Page excerpt:
If you have any trouble running GRIDSS, please raise an issue using the Issues tab above. Based on feedback from users, a user guide will be produced outlining common workflows, pitfalls, and use cases.

Click here to download GRIDSS

Citation

For citing GRIDSS and for an overview of the GRIDSS algorithms, refer to our open access article: http://genome.cshlp.org/content/early/2017/11/02/gr.222109.117.abstract

Daniel L. Cameron, Jan Schröder, Jocelyn Sietsma Penington, Hongdo Do, Ramyar Molania, Alexander Dobrovic, Terence P. Speed and Anthony T. Papenfuss. GRIDSS: sensitive and specific genomic rearrangement detection using positional de Bruijn graph assembly. Genome Research, 2017 doi: 10.1101/gr.222109.117

Pre-requisites

To run GRIDSS the following must be installed:

  • Java 1.8 or later
  • NGS aligner. By default bwa mem is used.
  • R

Running

Pre-compiled binaries are available at https://github.com/PapenfussLab/GRIDSS/releases.

GRIDSS is built using htsjdk, so is invoked in the same manner as Picard tools utilities. GRIDSS invokes an external alignment tool at multiple points during processing. By default this is bwa mem, but can be configured to use bowtie2 or another aligner.

Saved entries:

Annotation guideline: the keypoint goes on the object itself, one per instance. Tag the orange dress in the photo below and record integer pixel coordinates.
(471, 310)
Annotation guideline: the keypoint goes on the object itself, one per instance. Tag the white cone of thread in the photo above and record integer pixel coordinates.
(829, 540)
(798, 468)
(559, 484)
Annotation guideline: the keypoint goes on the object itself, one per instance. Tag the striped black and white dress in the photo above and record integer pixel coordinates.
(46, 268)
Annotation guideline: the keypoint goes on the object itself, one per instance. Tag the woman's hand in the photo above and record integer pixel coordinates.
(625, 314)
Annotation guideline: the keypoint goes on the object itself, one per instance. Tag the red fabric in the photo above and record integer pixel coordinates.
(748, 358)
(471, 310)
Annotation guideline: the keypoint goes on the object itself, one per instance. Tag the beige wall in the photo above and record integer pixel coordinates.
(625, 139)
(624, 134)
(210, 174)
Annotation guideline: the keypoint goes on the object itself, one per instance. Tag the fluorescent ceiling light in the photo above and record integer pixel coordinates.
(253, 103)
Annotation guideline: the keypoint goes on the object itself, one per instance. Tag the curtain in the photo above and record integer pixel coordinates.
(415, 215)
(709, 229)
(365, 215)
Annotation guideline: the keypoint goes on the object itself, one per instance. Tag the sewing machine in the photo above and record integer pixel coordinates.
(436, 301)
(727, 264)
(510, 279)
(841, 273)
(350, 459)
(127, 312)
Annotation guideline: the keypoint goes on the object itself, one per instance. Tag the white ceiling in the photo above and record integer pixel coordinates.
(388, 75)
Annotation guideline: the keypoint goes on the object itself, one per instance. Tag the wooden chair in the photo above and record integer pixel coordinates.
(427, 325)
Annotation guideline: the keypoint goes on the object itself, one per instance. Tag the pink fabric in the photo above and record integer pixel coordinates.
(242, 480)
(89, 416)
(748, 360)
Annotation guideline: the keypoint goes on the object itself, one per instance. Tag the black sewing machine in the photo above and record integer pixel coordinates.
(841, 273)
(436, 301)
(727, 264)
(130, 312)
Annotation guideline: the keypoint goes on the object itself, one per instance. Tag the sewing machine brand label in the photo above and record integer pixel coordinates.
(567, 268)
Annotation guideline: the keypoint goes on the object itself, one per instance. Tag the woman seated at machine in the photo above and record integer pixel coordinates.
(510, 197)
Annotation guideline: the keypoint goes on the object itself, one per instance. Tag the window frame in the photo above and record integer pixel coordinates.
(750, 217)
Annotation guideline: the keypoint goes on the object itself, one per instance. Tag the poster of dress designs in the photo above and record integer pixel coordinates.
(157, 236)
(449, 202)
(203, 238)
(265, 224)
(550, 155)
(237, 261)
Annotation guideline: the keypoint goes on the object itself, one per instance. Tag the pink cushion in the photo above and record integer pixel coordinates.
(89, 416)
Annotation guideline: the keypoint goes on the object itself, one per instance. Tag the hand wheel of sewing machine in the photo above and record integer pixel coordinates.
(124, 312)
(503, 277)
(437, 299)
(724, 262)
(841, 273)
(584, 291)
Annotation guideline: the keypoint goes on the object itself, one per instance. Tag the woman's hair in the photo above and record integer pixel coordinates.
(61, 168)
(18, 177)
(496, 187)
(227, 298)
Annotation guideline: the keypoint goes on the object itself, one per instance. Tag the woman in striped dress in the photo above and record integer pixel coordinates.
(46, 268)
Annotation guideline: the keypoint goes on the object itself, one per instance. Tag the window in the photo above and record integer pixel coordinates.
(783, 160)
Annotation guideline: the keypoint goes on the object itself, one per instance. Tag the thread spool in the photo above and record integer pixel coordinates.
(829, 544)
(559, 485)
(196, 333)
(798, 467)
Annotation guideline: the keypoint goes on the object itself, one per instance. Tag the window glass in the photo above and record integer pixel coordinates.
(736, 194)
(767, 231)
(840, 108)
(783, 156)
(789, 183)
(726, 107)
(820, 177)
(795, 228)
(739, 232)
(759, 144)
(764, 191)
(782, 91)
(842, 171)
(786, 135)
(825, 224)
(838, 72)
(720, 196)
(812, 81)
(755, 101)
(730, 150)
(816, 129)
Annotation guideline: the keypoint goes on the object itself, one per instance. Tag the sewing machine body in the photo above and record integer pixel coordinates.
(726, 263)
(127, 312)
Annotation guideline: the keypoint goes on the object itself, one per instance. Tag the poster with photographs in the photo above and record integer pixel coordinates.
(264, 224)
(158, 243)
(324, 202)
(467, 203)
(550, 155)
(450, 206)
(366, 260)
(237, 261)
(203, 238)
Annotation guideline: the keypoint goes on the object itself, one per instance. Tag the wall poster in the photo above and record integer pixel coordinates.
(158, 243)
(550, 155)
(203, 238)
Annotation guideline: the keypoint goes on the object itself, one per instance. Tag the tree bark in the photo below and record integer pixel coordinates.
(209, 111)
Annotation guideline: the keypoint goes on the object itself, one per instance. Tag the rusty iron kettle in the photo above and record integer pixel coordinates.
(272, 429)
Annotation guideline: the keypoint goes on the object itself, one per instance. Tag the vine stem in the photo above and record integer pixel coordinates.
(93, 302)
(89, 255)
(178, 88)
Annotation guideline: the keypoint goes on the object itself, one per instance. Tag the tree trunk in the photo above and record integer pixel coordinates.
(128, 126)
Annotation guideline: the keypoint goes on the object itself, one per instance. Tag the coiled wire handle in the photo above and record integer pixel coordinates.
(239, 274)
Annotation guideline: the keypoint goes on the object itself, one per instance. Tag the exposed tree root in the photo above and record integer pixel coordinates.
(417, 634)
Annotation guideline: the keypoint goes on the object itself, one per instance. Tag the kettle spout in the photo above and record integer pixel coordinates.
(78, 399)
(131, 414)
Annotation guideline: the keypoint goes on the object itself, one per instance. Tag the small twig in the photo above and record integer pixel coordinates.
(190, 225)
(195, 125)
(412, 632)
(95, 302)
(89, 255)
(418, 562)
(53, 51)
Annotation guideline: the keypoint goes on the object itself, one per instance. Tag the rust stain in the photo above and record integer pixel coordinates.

Complete the following:
A - In the GRIDSS page excerpt, which aligner does GRIDSS use by default?
B - In the GRIDSS page excerpt, rewrite the text between "If you have" and "and use cases.", inclusive, swapping "user guide" for "manual".
C - Write the next part of the GRIDSS documentation excerpt, picking up after its last sentence.

Results for each task:
A - bwa mem

B -
If you have any trouble running GRIDSS, please raise an issue using the Issues tab above. Based on feedback from users, a manual will be produced outlining common workflows, pitfalls, and use cases.

C -
Example scripts

Example scripts can be found in the examples subdirectory of this repository. example/GRIDSS.sh and example/somatic.sh contain examples for single-sample and somatic variant calling. example/somatic.R shows how the StructuralVariantAnnotation R package can be used to analyse GRIDSS variant calls and export variants of interest to other formats such as BEDPE.

Memory usage

It is recommended to run GRIDSS with max heap memory (-Xmx) of 8GB for single-threaded operation (WORKER_THREADS=1), 16GB for multi-core desktop operation, and 31GB for heavily multi-threaded server operation. Note that due to Java's use of Compressed Oops, specifying a max heap size of between 32-48GB effectively reduces the memory available to GRIDSS so is strongly discouraged.

GRIDSS tools

GRIDSS takes a modular approach so each step of the GRIDSS pipeline can be run independently. The following data flow diagram gives an overview of the GRIDSS pipeline:

GRIDSS data flow diagram

CallVariants

This tool runs every step in the variant calling pipeline. For most users, this is the only tool that will need to be run.

CollectGridssMetrics

GRIDSS requires a number of input library metrics to be calculated. The metrics calculations programs are invoked in the same manner as Picard tools metrics. This program functions similarly to Picard tools CollectMultipleMetrics but, by default, only extracts the metrics required by GRIDSS.

CollectCigarMetrics

Collects metrics regarding the size and type of read alignment CIGAR elements.

CollectIdsvMetrics

Collects generic library-level metrics such as the read and read pair mapping rates.

CollectMapqMetrics

Collects metrics regarding distribution of read mapping quality scores.

CollectTagMetrics

Collects metrics regarding presence of SAM tags.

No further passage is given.